When you download pictures and video files, just save them to the "D" drive.

You can make Win 7 point to the "D" drive for all the default "picture" movie" folders.


----------



## Doxie-Doglover-Too (Jan 25, 2007)

Oregon_Camper said:


> the 16gb on the "C" drive will be more than enough.
> 
> When you download pictures and video files, just save them to the "D" drive.
> 
> You can make Win 7 point to the "D" drive for all the default "picture" movie" folders.


Jim, sometimes it doesn't offer me the choice of where to download something, it just does it to the c drive. That is why I was asking about making changes.

I am STILL having trouble with getting hotmail to default when I went to send a link. Sometimes it does and sometimes it doesn't. AND when it does send it, it says it didn't and THAT message is stuck on my screen until I kill it in task manager.


----------



## Doxie-Doglover-Too (Jan 25, 2007)

thefulminator said:


> Doxie, did the laptop come with windows disk(s)? Some laptop manufacturers add another, sometimes hidden partition where all the windows disk and other software original copies are stored. My toshiba didn't come with windows disks but it had software that would let you create your own "recovey disk" from the archived data on that partition.
> 
> My point is, that if you use partition magic or similar software, it may find another partition that you may not know about. Whatever you do, don't get rid of that partition. It may have your only backup copy of the operating system and other software in it.


Yes, it came with discs


----------



## raynardo (Jun 8, 2007)

Doxie-Doglover-Too said:


> My new Dell Laptop with Windows 7 had dedicated hard drives but here is my dilemma. The C drive is the operating system and currently has 16 of 58 gb free. The D drive has 394 of 397 gb free.
> 
> Best Buy (where I bought it) says the can repartition the hard drive. Is that what I should do?
> 
> Also, why would a computer be configured like it is in the first place? almost everything I download goes to the c drive and sometimes I am given the option to choose where I want to down it to and sometimes it just does it.

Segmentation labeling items
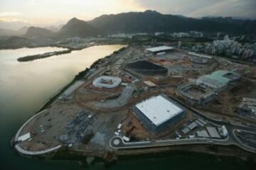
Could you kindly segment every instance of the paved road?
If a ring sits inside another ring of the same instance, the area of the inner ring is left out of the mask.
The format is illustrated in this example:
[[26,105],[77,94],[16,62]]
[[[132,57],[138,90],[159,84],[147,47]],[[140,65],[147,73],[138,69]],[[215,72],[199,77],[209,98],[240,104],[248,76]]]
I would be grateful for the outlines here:
[[110,141],[110,146],[114,149],[129,149],[135,148],[144,147],[156,147],[164,146],[173,146],[181,144],[214,144],[220,145],[230,145],[235,144],[240,148],[248,152],[256,153],[256,148],[246,145],[242,141],[240,140],[233,132],[235,130],[240,130],[242,132],[256,132],[256,128],[254,126],[245,126],[240,125],[233,125],[229,123],[225,123],[220,120],[214,120],[208,118],[201,113],[183,103],[171,96],[171,98],[184,106],[187,109],[191,110],[193,113],[204,119],[210,123],[213,123],[217,125],[225,125],[228,131],[228,137],[224,140],[217,140],[210,138],[193,138],[193,139],[180,139],[180,140],[154,140],[154,141],[143,141],[136,142],[126,142],[119,136],[113,137]]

_TASK LIST_
1 > Answer these from the laptop drive thread:
(a) According to the quoted post, how much free space does the C drive have?
(b) Did the laptop come with Windows discs?
(c) At which store was the laptop bought?
2 > Extend the thread on the laptop's C and D drives from the point where it stops.
Nothing in the entries is needed for this work.

_EXPECTED ANSWERS_
1 >
(a) 16 of 58 GB
(b) Yes
(c) Best Buy

2 >
Are you SURE Dell set it up this way? I have two Dell laptops, and they have their largest partition as a C: drive, and then they have a tiny partition as a D: drive, where the recovery files are located.

I seems odd to me that Dell would partition a C: drive with less than 60GB and then create a D: drive with 400GB. You're not mixing gigabytes with megabytes by accident, are you?

Before you go to Best Buy or purchase Partition Magic, call Dell's toll free tech support and have a little chat with them, they may be able to set you straight without spending any unnecessary money.

Take it from an freshly minted retired 30 year IT tech veteran - I was a nerd before being a nerd was cool.


----------



## Doxie-Doglover-Too (Jan 25, 2007)

raynardo said:


> My new Dell Laptop with Windows 7 had dedicated hard drives but here is my dilemma. The C drive is the operating system and currently has 16 of 58 gb free. The D drive has 394 of 397 gb free.
> 
> Best Buy (where I bought it) says the can repartition the hard drive. Is that what I should do?
> 
> Also, why would a computer be configured like it is in the first place? almost everything I download goes to the c drive and sometimes I am given the option to choose where I want to down it to and sometimes it just does it.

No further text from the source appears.